**SUPPLIED RECORDS**
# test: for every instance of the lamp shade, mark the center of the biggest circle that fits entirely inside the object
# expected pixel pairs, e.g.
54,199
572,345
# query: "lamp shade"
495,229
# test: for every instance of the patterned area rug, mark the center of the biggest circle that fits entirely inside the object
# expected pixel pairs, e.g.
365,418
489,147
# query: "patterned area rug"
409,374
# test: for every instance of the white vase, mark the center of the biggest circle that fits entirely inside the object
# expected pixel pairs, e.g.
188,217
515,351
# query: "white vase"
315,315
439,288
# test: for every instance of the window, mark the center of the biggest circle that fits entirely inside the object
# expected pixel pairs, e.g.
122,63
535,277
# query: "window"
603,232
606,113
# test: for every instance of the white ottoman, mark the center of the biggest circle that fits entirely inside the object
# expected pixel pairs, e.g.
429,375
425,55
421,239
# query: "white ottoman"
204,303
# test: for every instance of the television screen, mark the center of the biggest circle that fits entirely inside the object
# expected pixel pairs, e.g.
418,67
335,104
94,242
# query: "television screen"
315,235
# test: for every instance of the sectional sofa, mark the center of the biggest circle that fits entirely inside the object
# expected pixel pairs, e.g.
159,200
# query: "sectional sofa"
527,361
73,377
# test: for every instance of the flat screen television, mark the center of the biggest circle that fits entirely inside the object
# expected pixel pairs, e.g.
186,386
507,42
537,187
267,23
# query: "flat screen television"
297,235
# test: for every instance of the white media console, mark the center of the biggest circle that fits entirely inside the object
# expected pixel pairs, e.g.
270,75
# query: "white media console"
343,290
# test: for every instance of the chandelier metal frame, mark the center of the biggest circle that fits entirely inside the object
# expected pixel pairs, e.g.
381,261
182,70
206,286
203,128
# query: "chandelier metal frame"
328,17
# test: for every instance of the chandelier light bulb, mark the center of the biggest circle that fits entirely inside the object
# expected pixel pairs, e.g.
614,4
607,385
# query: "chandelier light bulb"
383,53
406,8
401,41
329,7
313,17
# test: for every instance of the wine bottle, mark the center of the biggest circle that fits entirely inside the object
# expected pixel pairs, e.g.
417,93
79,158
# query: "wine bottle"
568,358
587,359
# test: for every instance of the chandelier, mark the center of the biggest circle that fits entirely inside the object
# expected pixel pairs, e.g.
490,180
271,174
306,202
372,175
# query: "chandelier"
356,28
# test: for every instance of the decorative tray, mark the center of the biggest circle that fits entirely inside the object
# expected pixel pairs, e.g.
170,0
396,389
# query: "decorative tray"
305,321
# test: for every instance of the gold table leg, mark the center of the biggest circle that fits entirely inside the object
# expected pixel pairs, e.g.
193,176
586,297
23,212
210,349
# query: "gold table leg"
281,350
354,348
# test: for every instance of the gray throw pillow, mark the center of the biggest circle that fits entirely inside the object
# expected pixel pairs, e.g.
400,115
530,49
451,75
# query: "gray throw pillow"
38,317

**THE PROBLEM**
Can you copy all of the entries above line for line, without changing a single character?

**COMPLETE RESPONSE**
# test: for every instance of the lamp shade, mark the center of the biggest circle that fits entirely inside the object
# expected pixel pairs, e.g.
54,199
572,345
# query: "lamp shade"
495,229
# test: for every instance of the patterned area rug, mark the center of the biggest circle that fits entirely inside the object
# expected pixel pairs, e.g.
365,418
489,147
# query: "patterned area rug"
409,374
# test: for every instance of the white vase, mark the center of the biggest circle that fits entirely inside the object
# expected pixel pairs, e.g.
188,217
515,351
# query: "white vase"
315,315
439,288
# test: for every instance of the window, mark the center of the biggest circle that fits entirely inside the object
# expected pixel pairs, e.g.
122,63
535,277
# query: "window"
603,232
606,113
# test: for every instance of the white ottoman, mark the center of the biggest circle that fits entirely inside the object
# expected pixel pairs, e.g.
429,375
425,55
421,239
# query: "white ottoman"
204,303
# test: for every instance of the television screen, mark the center of the biggest circle that fits entirely inside the object
# expected pixel pairs, e.g.
418,67
335,104
94,242
# query: "television screen"
315,235
# test: for every instance of the sectional sofa, mark the center of the biggest circle that fits entirely inside the object
# expected pixel pairs, e.g.
159,200
# query: "sectional sofa"
527,361
73,377
# test: for every instance of the flat screen television, mark the center of the biggest circle that fits entirely inside the object
# expected pixel pairs, e.g.
186,386
507,42
537,187
267,23
# query: "flat screen television"
297,235
# test: for every instance of the white media console, mark the center of the biggest circle that fits entirely inside the object
# expected pixel pairs, e.g.
270,75
# query: "white media console"
343,290
# test: for every instance of the chandelier metal frame, mark the center of the biggest circle that fits entirely inside the object
# expected pixel pairs, e.g.
381,261
182,70
206,286
203,128
# query: "chandelier metal frame"
328,17
# test: for every instance of the chandelier light bulb, mark the center of the biggest circle that fits entirely inside the object
# expected pixel pairs, e.g.
614,4
607,385
# query: "chandelier light bulb"
383,53
406,8
401,41
329,7
313,17
# test: for every instance of the wine bottle, mark the center of the biggest circle that fits entirely inside the object
# expected pixel pairs, e.g.
417,93
79,158
# query: "wine bottle"
568,358
587,359
# test: for every instance of the chandelier, mark the center of the biggest circle that fits entirely inside the object
# expected pixel pairs, e.g.
490,180
271,174
306,202
372,175
# query: "chandelier"
356,28
# test: for every instance of the decorative tray, mark the center of the biggest circle that fits entirely inside the object
# expected pixel pairs, e.g.
170,0
396,389
# query: "decorative tray"
305,321
# test: for every instance of the gold table leg, mark the center of the biggest circle that fits entirely inside the object
# expected pixel pairs, e.g.
193,176
586,297
23,212
210,349
# query: "gold table leg"
281,350
354,348
# test: for every instance of the gray throw pillow, mark the center of the biggest circle that fits entirely inside the object
# expected pixel pairs, e.g.
400,115
530,49
451,75
# query: "gray throw pillow"
38,317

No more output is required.